## [WHAT NEEDS TO BE DONE]
Everything in the listing below except the pictures should be reproduced exactly.

## [SUPPLIED DATA]
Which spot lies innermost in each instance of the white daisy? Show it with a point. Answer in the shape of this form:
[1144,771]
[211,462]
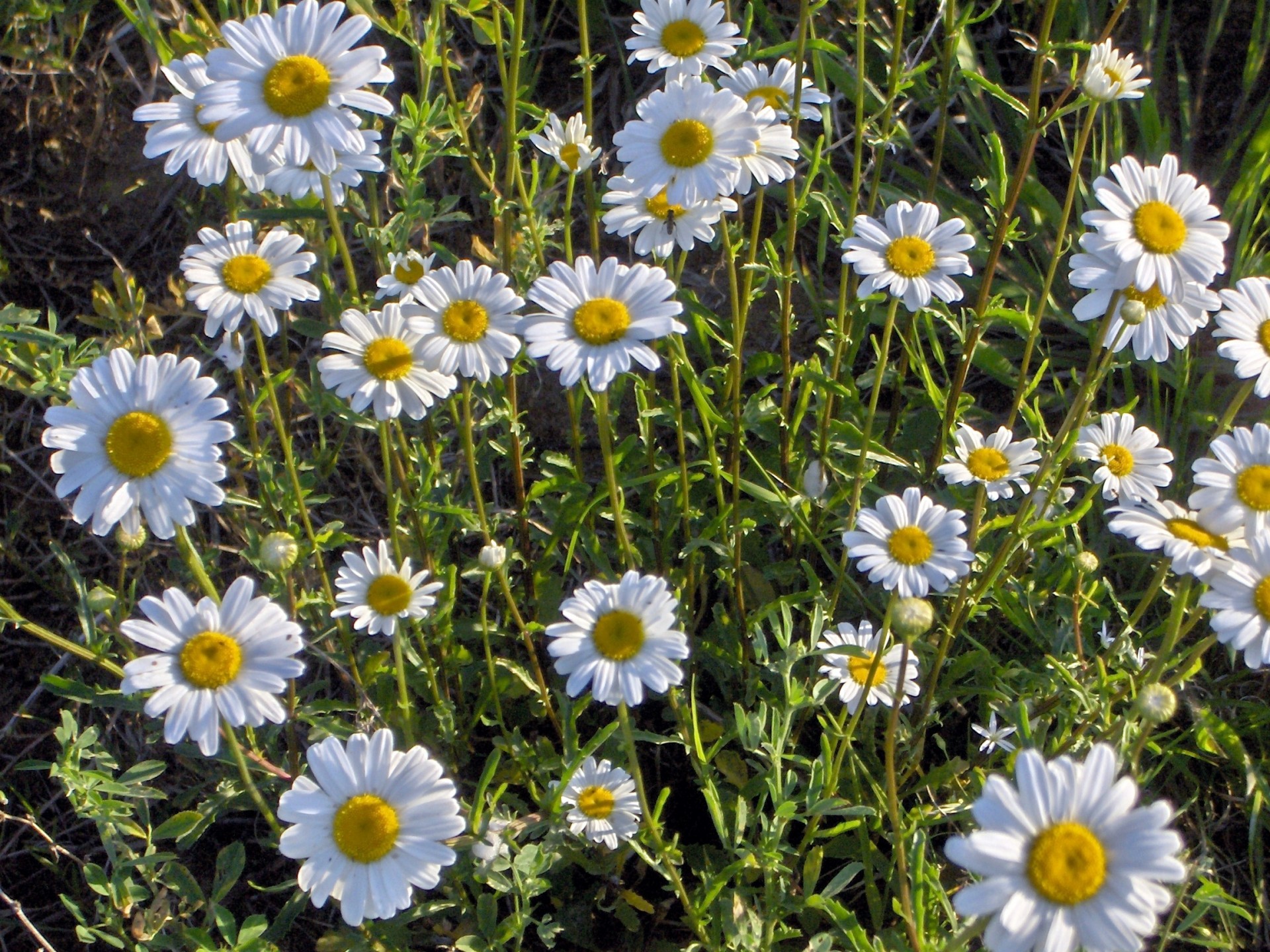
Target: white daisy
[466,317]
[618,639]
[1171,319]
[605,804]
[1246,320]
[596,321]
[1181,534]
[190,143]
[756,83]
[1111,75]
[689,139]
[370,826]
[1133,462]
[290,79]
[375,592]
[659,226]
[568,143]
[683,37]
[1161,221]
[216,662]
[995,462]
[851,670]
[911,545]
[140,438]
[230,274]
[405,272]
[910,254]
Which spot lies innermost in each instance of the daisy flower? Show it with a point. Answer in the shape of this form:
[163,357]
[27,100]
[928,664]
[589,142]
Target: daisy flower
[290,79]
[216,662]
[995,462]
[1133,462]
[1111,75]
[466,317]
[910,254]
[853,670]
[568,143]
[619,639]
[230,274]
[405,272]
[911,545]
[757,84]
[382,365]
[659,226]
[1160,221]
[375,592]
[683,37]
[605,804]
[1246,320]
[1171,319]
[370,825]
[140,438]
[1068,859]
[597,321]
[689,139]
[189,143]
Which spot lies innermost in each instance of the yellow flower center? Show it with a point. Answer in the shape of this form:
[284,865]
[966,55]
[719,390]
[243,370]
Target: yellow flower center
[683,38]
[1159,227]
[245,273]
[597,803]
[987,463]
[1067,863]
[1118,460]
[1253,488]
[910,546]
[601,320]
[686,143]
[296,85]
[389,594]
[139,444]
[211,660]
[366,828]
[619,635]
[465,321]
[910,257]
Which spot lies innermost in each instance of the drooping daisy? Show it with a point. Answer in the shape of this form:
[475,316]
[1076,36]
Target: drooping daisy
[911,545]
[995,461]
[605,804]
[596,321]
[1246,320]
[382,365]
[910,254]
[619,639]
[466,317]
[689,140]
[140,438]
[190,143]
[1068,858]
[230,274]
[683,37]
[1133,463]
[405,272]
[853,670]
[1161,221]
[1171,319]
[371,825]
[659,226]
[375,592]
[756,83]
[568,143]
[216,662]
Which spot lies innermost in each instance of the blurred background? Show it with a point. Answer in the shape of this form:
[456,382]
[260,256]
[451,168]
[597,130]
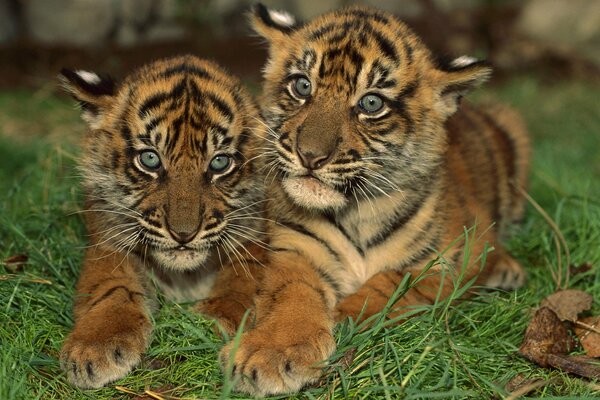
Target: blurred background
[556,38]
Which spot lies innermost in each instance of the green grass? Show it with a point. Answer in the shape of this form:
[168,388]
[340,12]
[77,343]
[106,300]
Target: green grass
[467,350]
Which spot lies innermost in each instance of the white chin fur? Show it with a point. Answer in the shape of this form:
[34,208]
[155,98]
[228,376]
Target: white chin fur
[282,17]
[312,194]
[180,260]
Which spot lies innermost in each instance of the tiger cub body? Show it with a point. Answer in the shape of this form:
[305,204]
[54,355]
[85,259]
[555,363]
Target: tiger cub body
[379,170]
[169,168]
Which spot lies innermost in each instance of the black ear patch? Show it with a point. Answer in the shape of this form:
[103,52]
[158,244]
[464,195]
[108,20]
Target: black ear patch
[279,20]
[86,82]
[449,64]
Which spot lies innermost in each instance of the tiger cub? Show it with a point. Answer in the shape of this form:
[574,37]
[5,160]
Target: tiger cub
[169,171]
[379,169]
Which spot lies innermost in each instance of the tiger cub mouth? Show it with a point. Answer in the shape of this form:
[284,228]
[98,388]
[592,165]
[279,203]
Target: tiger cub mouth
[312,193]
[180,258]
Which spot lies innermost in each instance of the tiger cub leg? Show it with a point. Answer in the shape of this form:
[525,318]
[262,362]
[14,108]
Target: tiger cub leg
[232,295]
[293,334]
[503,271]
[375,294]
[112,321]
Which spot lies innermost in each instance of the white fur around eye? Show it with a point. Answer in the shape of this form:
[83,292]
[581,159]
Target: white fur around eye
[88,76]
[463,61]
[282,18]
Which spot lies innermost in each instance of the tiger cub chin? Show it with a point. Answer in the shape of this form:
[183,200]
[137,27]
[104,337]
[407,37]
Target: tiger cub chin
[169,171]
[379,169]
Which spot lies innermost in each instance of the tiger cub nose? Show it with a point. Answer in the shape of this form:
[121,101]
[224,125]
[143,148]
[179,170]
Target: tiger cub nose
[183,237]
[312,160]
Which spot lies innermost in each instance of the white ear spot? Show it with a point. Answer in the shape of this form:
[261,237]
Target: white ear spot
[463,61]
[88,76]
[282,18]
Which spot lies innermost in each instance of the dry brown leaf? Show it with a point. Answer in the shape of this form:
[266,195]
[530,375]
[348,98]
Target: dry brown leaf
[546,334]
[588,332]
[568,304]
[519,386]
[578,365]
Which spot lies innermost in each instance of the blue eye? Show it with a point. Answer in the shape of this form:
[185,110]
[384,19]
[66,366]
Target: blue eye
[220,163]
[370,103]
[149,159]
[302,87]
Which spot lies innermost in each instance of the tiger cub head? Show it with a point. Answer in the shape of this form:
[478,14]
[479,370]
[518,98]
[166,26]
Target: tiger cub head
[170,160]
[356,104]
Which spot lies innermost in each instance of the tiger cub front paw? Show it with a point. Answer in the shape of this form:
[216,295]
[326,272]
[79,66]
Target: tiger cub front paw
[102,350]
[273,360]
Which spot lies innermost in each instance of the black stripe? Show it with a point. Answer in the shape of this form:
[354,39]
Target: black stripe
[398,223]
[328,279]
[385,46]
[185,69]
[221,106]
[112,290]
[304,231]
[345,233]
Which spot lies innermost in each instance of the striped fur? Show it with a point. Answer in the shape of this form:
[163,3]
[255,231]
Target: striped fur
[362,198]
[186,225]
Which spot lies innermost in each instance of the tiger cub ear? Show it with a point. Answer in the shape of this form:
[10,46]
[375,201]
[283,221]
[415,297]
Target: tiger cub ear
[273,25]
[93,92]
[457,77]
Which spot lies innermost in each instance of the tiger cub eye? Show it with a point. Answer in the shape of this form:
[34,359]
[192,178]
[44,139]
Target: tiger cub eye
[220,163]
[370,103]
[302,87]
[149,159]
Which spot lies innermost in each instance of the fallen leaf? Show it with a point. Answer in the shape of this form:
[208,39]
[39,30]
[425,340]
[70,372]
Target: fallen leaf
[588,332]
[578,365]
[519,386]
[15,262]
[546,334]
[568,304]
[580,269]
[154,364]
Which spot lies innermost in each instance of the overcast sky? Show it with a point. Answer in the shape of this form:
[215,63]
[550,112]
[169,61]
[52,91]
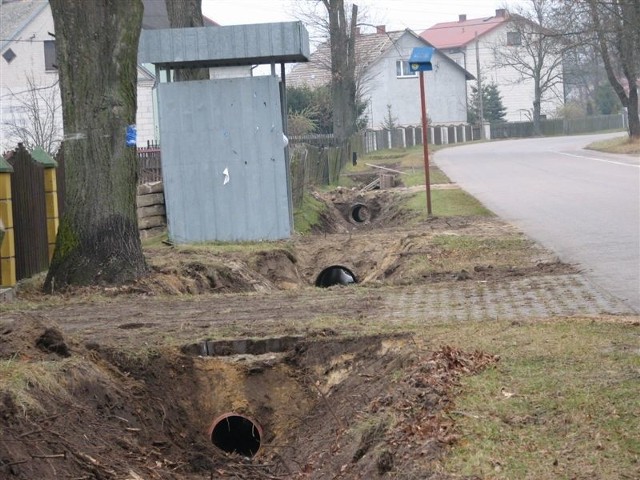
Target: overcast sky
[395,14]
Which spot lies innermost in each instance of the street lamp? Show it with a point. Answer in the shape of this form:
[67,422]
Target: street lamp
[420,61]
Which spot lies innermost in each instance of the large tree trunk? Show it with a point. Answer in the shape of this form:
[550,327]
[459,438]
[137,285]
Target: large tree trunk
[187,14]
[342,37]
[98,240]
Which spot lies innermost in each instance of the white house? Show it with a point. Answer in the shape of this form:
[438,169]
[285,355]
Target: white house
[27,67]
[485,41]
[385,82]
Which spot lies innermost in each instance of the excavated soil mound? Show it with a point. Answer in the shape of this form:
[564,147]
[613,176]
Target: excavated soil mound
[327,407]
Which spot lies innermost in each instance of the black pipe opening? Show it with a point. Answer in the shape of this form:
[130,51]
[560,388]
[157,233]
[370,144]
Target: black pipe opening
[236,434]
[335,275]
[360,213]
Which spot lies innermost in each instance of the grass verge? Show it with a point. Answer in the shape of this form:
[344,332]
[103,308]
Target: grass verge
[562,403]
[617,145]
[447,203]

## [RESULT OF THE TASK]
Which spot lies innermost in each instance of the white daisy? Show it with a point. Answer in the shape of this form:
[1144,771]
[211,462]
Target: white daisy
[466,317]
[618,639]
[1171,319]
[605,804]
[1246,320]
[596,321]
[1181,534]
[190,143]
[756,83]
[1111,75]
[689,139]
[370,826]
[1133,462]
[290,79]
[375,592]
[659,226]
[568,143]
[683,37]
[1161,221]
[216,662]
[995,462]
[851,670]
[911,545]
[140,438]
[230,274]
[405,272]
[910,254]
Which spot lies innermost in each instance of the daisy flower? Show it with a point. Answer in the shape of this form:
[163,357]
[27,100]
[928,664]
[589,142]
Target: daisy flower
[290,79]
[216,662]
[995,462]
[1133,462]
[1111,75]
[466,317]
[910,254]
[853,670]
[568,143]
[619,639]
[230,274]
[405,272]
[911,545]
[757,84]
[382,365]
[659,226]
[1160,221]
[375,592]
[683,37]
[605,804]
[1246,320]
[1171,319]
[370,825]
[140,438]
[1068,859]
[597,321]
[689,139]
[189,143]
Which spot lies innermost in each instance of the yellow flower center? Show it with a point. Answer in the shape of this form:
[284,865]
[966,55]
[719,390]
[243,370]
Target: yellow flower center
[683,38]
[1159,227]
[245,273]
[597,803]
[987,463]
[1067,863]
[1118,460]
[1253,488]
[910,546]
[601,320]
[686,143]
[296,85]
[389,594]
[139,444]
[211,660]
[366,828]
[619,635]
[465,321]
[910,257]
Which spot lies innermost in each instance of the drooping daisy? Show it with a point. Answer in the shape of this form:
[475,316]
[1076,36]
Target: drooping daisy
[911,545]
[995,461]
[605,804]
[596,321]
[1246,320]
[382,365]
[910,254]
[619,639]
[466,317]
[689,140]
[140,438]
[190,143]
[1068,858]
[230,274]
[683,37]
[1133,463]
[405,272]
[853,670]
[1161,221]
[1171,319]
[371,825]
[659,226]
[375,592]
[756,83]
[568,143]
[216,662]
Which spot lies innermost in each instance of the blurred background? Show it with a point. Answer in the shape of this form:
[456,382]
[260,256]
[451,168]
[597,130]
Target: blurred background
[556,38]
Which spot lies innermost in each instance of the green grass? Show it with a point. Answer in the shape of this form:
[168,388]
[340,12]
[77,343]
[106,300]
Target: green grass
[467,350]
Which spot lies innermost in each instance of the white chin fur? Show it with a point. Answer in the shape of this form:
[34,208]
[155,98]
[228,376]
Target: white chin fur
[282,17]
[312,194]
[180,260]
Which spot lies innermost in each instance of the tiger cub body? Show it with a point. Answer in the shape of this form:
[305,204]
[54,355]
[85,259]
[555,363]
Target: tiger cub body
[379,170]
[169,168]
Which spot lies innermost in each instance of the black ear patch? Show it with a point. Answer in the shape of this form:
[103,52]
[158,244]
[464,195]
[108,20]
Target: black ear patch
[279,20]
[86,82]
[449,64]
Which spot lies innermost in each instance of the tiger cub? Show it with a point. Answer in the shape of this form:
[574,37]
[5,160]
Target: tiger cub
[169,171]
[379,169]
Which spot lies innermost in each instance of the tiger cub mouth? Show it with a point. Answer in the shape of this form:
[284,228]
[98,388]
[592,165]
[279,203]
Target: tiger cub mouth
[312,193]
[180,258]
Which spot lies innermost in each instance of the tiger cub leg? Show it with a point. Answer in the shape of this form:
[525,318]
[262,362]
[14,108]
Target: tiger cub leg
[232,295]
[293,334]
[503,271]
[375,294]
[112,321]
Which spot lies innermost in each instance of the white fur around eye? Show it with a point. Answer in the shape of this form:
[83,292]
[581,159]
Target: white fur around eye
[88,76]
[463,61]
[282,18]
Which spot lies innermost in each instance of the tiger cub chin? Show it with a point. Answer in the shape of this form:
[183,200]
[137,27]
[104,337]
[407,37]
Target: tiger cub chin
[169,171]
[379,169]
Which spot lies innermost in each instance of the tiger cub nose? Show it with a point. Answer in the shape of this form:
[121,101]
[224,125]
[143,148]
[179,170]
Target: tiger cub nose
[183,237]
[312,160]
Which spot lies innermost in each instance of the white ear spot? Show it with a point. Answer in the shape of this form:
[261,237]
Target: white ear spot
[463,61]
[88,76]
[282,18]
Which spot lies innermost in each instance of the dry brown leaf? Show it with a point. Answer in the shape of this form:
[266,195]
[530,375]
[348,98]
Target: dry brown leaf
[546,334]
[588,332]
[568,304]
[519,386]
[578,365]
Which spot lies innermost in each instance of the blue eye? Show it with a point. Answer in the shape of this form:
[185,110]
[384,19]
[66,366]
Target: blue eye
[220,163]
[370,103]
[149,159]
[302,87]
Which spot lies innermost in each instance of the tiger cub head? Show it with a point. Answer in the shape of this form:
[478,14]
[479,370]
[518,98]
[166,26]
Target: tiger cub head
[170,160]
[356,104]
Which spot lies innermost in each instance of the tiger cub front paw? Show it with a point. Answer in the shape of this form:
[216,295]
[326,272]
[79,66]
Target: tiger cub front paw
[102,350]
[273,360]
Which spot lies innermost in each instance of the black stripe? Show it with a point. Answer in the shape of this form:
[354,39]
Target: black stripe
[398,223]
[328,279]
[385,46]
[185,69]
[221,106]
[112,290]
[304,231]
[345,233]
Which spot lies innermost in each instance of the striped fur? Show it with a point. Answer in the shape of this form:
[163,3]
[255,231]
Target: striped fur
[362,198]
[186,225]
Which spot lies innermost in each instance of the tiger cub ear? Show it with a point. Answer in the shape of this form:
[10,46]
[375,201]
[283,221]
[415,297]
Target: tiger cub ear
[273,25]
[93,92]
[457,77]
Which spot lies innermost in each instance of the tiger cub eye? Show it with a point. Answer in the shape of this form:
[34,359]
[192,178]
[44,139]
Target: tiger cub eye
[220,163]
[370,103]
[302,87]
[149,159]
Which spot lies innermost in each instance of the fallen leaf? Show it with a point. Answer in the shape of this form:
[208,39]
[39,30]
[425,340]
[70,372]
Target: fallen leaf
[588,332]
[578,365]
[519,386]
[15,262]
[546,334]
[568,304]
[580,269]
[154,364]
Which spot lies innermost in each instance of the overcast sky? Show it with a point. Answer in the shape of this form:
[215,63]
[550,112]
[169,61]
[52,91]
Target: overcast sky
[395,14]
Which spot lies innermost in each instance of the street lamp? Show it with a point. Answer in the shape of this form:
[67,422]
Target: street lamp
[420,61]
Which spot lies innermost in each instance of the large tree trunk? Show it with a point. Answer in the shape of this form:
[550,327]
[459,438]
[137,285]
Target: large tree trunk
[187,14]
[342,37]
[98,240]
Which spot lies innermost in each instance of the white house? Show it with a point. Answer in the shape of this form:
[438,169]
[285,355]
Target: white house
[27,67]
[485,41]
[385,82]
Which spot lies innermost in each instance of the excavated soil mound? Show it with a point. Answer in the shape of this form:
[564,147]
[613,176]
Target: excavated soil mound
[327,407]
Which spot lies innermost in each instance of the black pipe opening? Show it with a point. Answer in the shape of this form:
[130,51]
[560,388]
[157,233]
[370,144]
Target: black pipe opening
[236,434]
[335,275]
[360,213]
Which spot lies innermost in each instance of the grass verge? Show it with a point. Answer in the shape of this form:
[344,332]
[103,308]
Target: grass verge
[562,403]
[617,145]
[447,203]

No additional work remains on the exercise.